**Excerpt provided**:

The article is structured into five main parts. The first part deals with the characteristics of FG porous structures, the constitutive equations, the theoretical framework and formulation of the study, and the analytical nonlinear free vibration of cylindrical porous sandwich panels employing the FSDT. The second part discusses the numerical investigation and finite element simulation. The third part explains the experimental technique for cylindrical shell panels of an FG sandwich. The fourth part offers the results and their corresponding discussions. Finally, the last part summarizes the research conclusions and provides a summary of the overall study.

**Aim of the exercise**: Please copy the passage describing the article's five-part structure word for word. The lines after this have no role here.

[Point placement records]
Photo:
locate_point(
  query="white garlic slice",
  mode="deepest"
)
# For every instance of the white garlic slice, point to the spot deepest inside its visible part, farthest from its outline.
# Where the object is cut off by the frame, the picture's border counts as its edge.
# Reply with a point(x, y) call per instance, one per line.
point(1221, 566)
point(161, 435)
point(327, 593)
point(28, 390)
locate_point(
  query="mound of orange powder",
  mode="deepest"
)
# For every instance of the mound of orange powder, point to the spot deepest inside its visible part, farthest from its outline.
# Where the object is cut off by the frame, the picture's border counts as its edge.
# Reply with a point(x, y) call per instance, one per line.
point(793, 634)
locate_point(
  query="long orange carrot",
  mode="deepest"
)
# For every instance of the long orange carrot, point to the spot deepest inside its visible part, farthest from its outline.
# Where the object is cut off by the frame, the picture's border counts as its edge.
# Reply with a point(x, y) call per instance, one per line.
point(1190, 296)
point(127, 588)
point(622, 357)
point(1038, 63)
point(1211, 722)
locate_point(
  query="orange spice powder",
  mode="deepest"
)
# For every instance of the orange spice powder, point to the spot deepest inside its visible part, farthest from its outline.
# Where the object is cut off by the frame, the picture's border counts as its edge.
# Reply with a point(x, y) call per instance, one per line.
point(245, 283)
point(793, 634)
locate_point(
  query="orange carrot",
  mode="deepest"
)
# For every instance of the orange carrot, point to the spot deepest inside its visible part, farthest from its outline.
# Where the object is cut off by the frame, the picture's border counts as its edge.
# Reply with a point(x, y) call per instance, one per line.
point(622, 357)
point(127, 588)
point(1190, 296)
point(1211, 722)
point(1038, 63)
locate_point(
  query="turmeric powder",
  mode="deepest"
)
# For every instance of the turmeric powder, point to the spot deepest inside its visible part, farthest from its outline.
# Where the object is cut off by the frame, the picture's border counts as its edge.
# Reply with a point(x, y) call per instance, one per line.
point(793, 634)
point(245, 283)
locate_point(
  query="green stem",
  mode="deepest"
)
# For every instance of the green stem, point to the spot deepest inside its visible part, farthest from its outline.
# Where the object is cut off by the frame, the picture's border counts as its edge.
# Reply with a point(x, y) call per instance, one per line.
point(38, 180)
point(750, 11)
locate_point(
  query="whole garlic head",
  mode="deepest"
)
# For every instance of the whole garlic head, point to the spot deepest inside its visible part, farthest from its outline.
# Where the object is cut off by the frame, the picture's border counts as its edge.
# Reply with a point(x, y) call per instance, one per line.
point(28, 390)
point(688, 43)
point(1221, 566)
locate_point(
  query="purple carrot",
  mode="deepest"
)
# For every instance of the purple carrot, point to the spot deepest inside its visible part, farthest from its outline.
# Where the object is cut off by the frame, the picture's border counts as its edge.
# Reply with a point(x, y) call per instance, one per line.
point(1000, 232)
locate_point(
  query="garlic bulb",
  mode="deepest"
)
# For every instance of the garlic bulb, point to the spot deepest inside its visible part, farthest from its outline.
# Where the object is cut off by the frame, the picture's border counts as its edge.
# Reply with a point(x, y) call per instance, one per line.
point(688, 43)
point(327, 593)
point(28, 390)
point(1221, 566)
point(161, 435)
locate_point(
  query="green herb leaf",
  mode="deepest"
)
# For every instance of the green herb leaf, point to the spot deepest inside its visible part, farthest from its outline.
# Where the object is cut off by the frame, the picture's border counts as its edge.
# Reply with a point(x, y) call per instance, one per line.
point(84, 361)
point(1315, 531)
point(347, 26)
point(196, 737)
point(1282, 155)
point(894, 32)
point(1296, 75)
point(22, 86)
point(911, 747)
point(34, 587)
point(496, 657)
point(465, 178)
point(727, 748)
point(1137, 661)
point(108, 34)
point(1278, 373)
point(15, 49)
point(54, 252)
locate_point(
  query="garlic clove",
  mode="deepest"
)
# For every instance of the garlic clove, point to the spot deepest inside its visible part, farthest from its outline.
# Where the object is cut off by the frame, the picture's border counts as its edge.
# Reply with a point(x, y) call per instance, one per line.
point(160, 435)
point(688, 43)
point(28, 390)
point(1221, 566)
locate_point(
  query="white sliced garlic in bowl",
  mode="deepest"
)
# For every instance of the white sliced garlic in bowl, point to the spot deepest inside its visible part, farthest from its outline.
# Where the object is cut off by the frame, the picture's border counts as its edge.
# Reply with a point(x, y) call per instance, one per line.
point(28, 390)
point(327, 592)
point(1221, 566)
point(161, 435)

**Exercise result**:
The article is structured into five main parts. The first part deals with the characteristics of FG porous structures, the constitutive equations, the theoretical framework and formulation of the study, and the analytical nonlinear free vibration of cylindrical porous sandwich panels employing the FSDT. The second part discusses the numerical investigation and finite element simulation. The third part explains the experimental technique for cylindrical shell panels of an FG sandwich. The fourth part offers the results and their corresponding discussions. Finally, the last part summarizes the research conclusions and provides a summary of the overall study.